- _Tasks to carry out_:
(A) In the First Minister's Questions write-up, what percentage of urgent cancer patients started treatment within target times?
(B) Using the First Minister's Questions write-up, explain why the First Minister would not commit to a 28-day referral-to-diagnosis target.
(C) Carry on the First Minister's Questions write-up from where it stops.

- _Source passage_:
────────────────────
FMQs: Bring Your Toys To School Day

Here’s what happened at the final FMQs of the 2017-18 term before an 8-week break (….for me). Changes are afoot – more later this week.

FMQs, 17th July 2018

Leanne Wood AM (Plaid, Rhondda): Cancer Diagnosis Waiting Times

Cancer diagnosis times remained a postcode lottery, with more than 1 in 4 cancer patients in Wales diagnosed at the latest stage (Stage 4) and for some cancers, the wait between suspicion and diagnosis was the longest in Europe. People in poorer areas were often diagnosed later. Will the First Minister commit to a 28-day referral to diagnosis waiting target?

The First Minister didn’t know which parts of Wales had the longest waiting times but knew they “compare very well” with the rest of the UK. Consultants told him that a 28-day target isn’t suitable for all cancers and there’s no clinical evidence that a 28-day target would work. It was hugely important that people who suspect that something’s wrong go to the doctor at the earliest possibility. 85.5% of urgent and 97% of non-urgent patients with cancer started treatment within target times.

Verdict: Block – Give and take from both of them.

Paul Davies AM (Con, Preseli Pembs.): Betsi Cadwaladr Health Board Mental Health Services

There was another critical report into the state of mental health services in north Wales published recently. The Welsh Government should be ashamed of how it’s run the health board; progress has been slow and people will rightly be angry. “You are responsible”.

The First Minister accepted it was a “difficult report”, though it highlighted some areas of progress. Whenever there are similar reports in England, the failings are brushed towards the health boards. He then moved to blame Tory cuts and deals with the DUP, which Welsh Conservatives have failed to replicate for Wales.

Verdict: Hit – Paul clearly struck a nerve.

Caroline Jones AM (UKIP, South Wales West): Public Service Reform

The out-going Auditor General has claimed public services in Wales are in need of reform and expressed frustration that devolution hasn’t led to a rethink of how public services are delivered. Some services are facing increased pressure and despite spending more on health per-head than England, Wales has longer waiting times. Is the Welsh Government too focused on structures than outcomes?

The Welsh Government always seeks to put in place the best model for public services that it can – merging bodies and the development of regional educational consortia, for example. Local government and schools in Wales have been spared some of the cuts that have faced English councils and schools.
────────────────────
- _Supplied data_:
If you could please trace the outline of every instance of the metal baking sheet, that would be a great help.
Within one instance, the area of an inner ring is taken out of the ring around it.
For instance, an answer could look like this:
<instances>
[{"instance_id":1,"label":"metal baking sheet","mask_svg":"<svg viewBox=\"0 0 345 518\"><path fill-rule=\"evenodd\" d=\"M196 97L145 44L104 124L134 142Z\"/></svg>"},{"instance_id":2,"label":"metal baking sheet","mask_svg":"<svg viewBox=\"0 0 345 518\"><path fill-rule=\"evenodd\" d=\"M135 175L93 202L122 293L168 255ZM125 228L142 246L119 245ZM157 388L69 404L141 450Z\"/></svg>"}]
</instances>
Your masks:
────────────────────
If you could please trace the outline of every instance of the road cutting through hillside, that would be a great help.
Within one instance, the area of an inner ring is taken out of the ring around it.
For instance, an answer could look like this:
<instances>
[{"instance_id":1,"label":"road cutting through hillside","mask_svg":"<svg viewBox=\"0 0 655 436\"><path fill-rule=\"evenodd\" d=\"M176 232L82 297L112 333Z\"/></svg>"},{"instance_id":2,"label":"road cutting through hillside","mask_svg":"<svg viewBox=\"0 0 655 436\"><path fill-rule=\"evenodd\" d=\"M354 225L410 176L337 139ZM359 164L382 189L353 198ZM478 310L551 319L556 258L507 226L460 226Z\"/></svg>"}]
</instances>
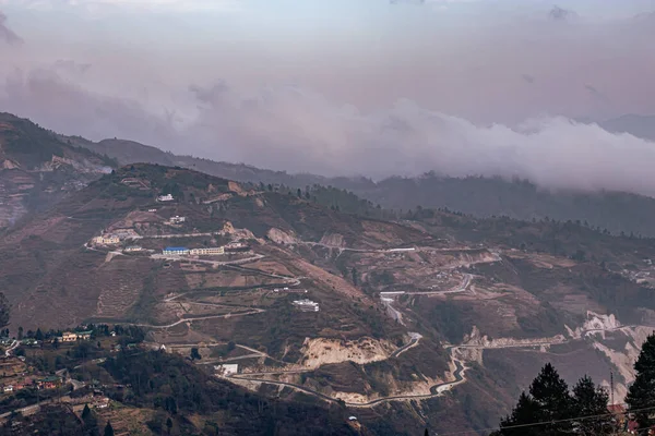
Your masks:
────────────────────
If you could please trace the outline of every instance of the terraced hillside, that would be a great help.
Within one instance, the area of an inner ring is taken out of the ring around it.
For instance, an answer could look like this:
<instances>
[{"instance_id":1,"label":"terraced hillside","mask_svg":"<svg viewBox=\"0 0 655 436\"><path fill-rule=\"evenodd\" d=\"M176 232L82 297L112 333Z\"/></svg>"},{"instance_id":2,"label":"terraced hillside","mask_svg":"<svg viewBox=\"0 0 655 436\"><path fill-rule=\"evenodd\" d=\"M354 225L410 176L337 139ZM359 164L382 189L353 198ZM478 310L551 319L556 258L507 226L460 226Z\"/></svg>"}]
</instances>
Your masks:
────────────────────
- _Exercise answers_:
(A) 85.5%

(B) Consultants told him that a 28-day target isn't suitable for all cancers. There is also no clinical evidence that such a target would work.

(C)
Verdict: Block – The (soon to be former) Auditor General’s statement has rightly caused a stir.


Hefin David AM (Lab, Caerphilly): Will the First Minister make a statement on Welsh Government funding for major infrastructure projects (Mutual Investment Model – MIM)?

The Wales infrastructure investment plan has outlined £6.5billion worth of projects for this term. The key difference between MIM and PFI is that it won’t result in money being used to finance things like cleaning and catering and the public sector will get a share in any return on investment/profits. It still has to be approached prudently.

Verdict: Miss – Straightforward question, straightforward answer.

Llyr Gruffydd AM (Plaid, North Wales): Will the First Minister make a statement on the future of Betsi Cadwaladr University Health Board?

Clear expectations have been set to drive improvements over the next 18 months. A new chair has also been appointed. Things have improved with some services – like maternity services – coming out of special measures, but there’s more to be done.

Verdict: Miss – Straightforward question, straightforward answer.

Dai Lloyd AM (Plaid, South Wales West): Will the First Minister make a statement on the provision of night-time domiciliary care?

Local authorities are responsible for determining an individual’s care needs, including overnight care. It’s important they remain flexible to ensure people get any support they need. He didn’t rule in or rule out possible policies to ensure young carers, who might have overnight care responsibilities, can remain in education after the age of 16.

Verdict: Miss – Straightforward question, straightforward answer.